**Task objective**
Can you format all the rows below as a numbered list, dropping any blank lines and leaving the pictures out?
── Dataset records ──
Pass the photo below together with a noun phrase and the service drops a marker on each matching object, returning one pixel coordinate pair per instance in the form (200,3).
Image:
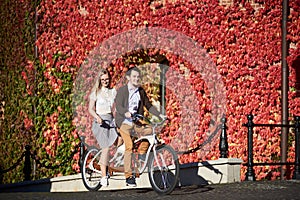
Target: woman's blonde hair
(98,84)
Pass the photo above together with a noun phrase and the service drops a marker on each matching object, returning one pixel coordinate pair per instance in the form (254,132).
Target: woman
(100,107)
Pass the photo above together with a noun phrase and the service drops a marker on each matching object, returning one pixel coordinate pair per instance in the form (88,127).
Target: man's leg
(125,134)
(143,130)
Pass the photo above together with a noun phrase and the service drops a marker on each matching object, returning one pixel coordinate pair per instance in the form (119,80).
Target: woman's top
(104,100)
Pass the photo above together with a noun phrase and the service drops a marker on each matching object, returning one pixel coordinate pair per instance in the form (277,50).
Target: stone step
(223,170)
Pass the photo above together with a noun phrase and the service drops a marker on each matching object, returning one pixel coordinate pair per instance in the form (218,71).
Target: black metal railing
(250,175)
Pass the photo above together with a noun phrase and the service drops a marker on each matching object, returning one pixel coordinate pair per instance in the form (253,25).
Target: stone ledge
(218,171)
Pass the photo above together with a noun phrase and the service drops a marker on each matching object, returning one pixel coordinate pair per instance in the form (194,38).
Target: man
(131,99)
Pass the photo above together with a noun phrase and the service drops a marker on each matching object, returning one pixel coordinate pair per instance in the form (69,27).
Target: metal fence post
(223,145)
(250,176)
(27,165)
(296,174)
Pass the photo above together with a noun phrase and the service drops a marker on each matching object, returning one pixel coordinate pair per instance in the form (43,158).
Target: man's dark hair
(128,73)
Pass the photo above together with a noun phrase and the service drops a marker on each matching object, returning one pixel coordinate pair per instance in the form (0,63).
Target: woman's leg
(125,134)
(104,161)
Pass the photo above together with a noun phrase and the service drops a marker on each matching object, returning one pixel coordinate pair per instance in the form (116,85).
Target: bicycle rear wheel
(91,176)
(163,170)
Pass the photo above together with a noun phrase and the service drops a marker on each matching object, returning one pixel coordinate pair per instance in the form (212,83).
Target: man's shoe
(104,181)
(130,182)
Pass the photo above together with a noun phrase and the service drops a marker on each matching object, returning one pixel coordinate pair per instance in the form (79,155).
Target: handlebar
(140,119)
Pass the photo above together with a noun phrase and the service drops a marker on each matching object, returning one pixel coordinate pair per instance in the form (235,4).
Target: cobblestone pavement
(244,190)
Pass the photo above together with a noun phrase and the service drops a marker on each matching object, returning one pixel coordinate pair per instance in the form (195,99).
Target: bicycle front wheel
(91,176)
(163,170)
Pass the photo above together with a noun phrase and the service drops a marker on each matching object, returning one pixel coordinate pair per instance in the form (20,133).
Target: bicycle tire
───
**Written response**
1. Pass the photo below together with a noun phrase and the service drops a marker on each matching object, returning one pixel coordinate pair per instance in the form (200,3).
2. Image:
3. Target: woman's blonde hair
4. (98,84)
5. Pass the photo above together with a noun phrase and the service drops a marker on each matching object, returning one pixel coordinate pair per instance in the form (254,132).
6. Target: woman
7. (100,107)
8. Pass the photo above together with a noun phrase and the service drops a marker on each matching object, returning one pixel coordinate pair per instance in the form (88,127).
9. Target: man's leg
10. (125,134)
11. (143,130)
12. Pass the photo above together with a noun phrase and the service drops a marker on each matching object, returning one pixel coordinate pair per instance in the form (119,80).
13. Target: woman's top
14. (104,100)
15. Pass the photo above together with a noun phrase and the service drops a marker on each matching object, returning one pixel coordinate pair per instance in the form (277,50).
16. Target: stone step
17. (223,170)
18. Pass the photo above together with a noun phrase and the service drops a marker on each matching object, returning one pixel coordinate pair per instance in the form (218,71).
19. Target: black metal railing
20. (250,175)
21. Pass the photo above together with a noun phrase and the service drops a marker on each matching object, returning one pixel coordinate pair per instance in the form (253,25).
22. Target: stone ledge
23. (218,171)
24. Pass the photo above together with a noun phrase and the service drops a marker on each matching object, returning one pixel coordinate pair per instance in the form (194,38).
25. Target: man
26. (131,99)
27. Pass the photo above together with a noun phrase and the service drops a marker on each matching object, returning one pixel coordinate pair per instance in the form (69,27).
28. Target: metal fence post
29. (223,145)
30. (250,176)
31. (27,165)
32. (296,174)
33. Pass the photo above together with a noun phrase and the service drops a marker on each matching object, returning one pixel coordinate pair per instance in the form (43,158).
34. Target: man's dark hair
35. (128,73)
36. Pass the photo above together with a noun phrase and the service drops a marker on each matching object, returning one pixel coordinate pair per instance in the form (0,63).
37. Target: woman's leg
38. (125,134)
39. (104,161)
40. Pass the photo above together with a noun phrase and the service drops a marker on each matching object, returning one pixel coordinate pair per instance in the form (116,85).
41. Target: bicycle rear wheel
42. (91,176)
43. (163,170)
44. Pass the photo above together with a noun phrase and the service drops a marker on each matching object, returning one pixel coordinate pair per instance in the form (212,83).
45. Target: man's shoe
46. (104,181)
47. (130,182)
48. Pass the photo above together with a noun phrase and the service drops a marker on each matching object, returning one pixel coordinate pair per instance in the form (79,155).
49. Target: handlebar
50. (140,119)
51. Pass the photo above together with a noun phrase and the service drops a marker on each matching object, returning one pixel coordinate pair per instance in the form (235,4).
52. Target: cobblestone pavement
53. (244,190)
54. Pass the photo above together with a noun phrase and the service drops a marker on each matching object, returning one pixel coordinate pair per instance in the form (195,99).
55. Target: bicycle front wheel
56. (91,176)
57. (163,170)
58. Pass the photo above together with a noun phrase and the service drops a marker on each matching object, returning one pixel coordinate pair per instance in the form (20,133).
59. Target: bicycle tire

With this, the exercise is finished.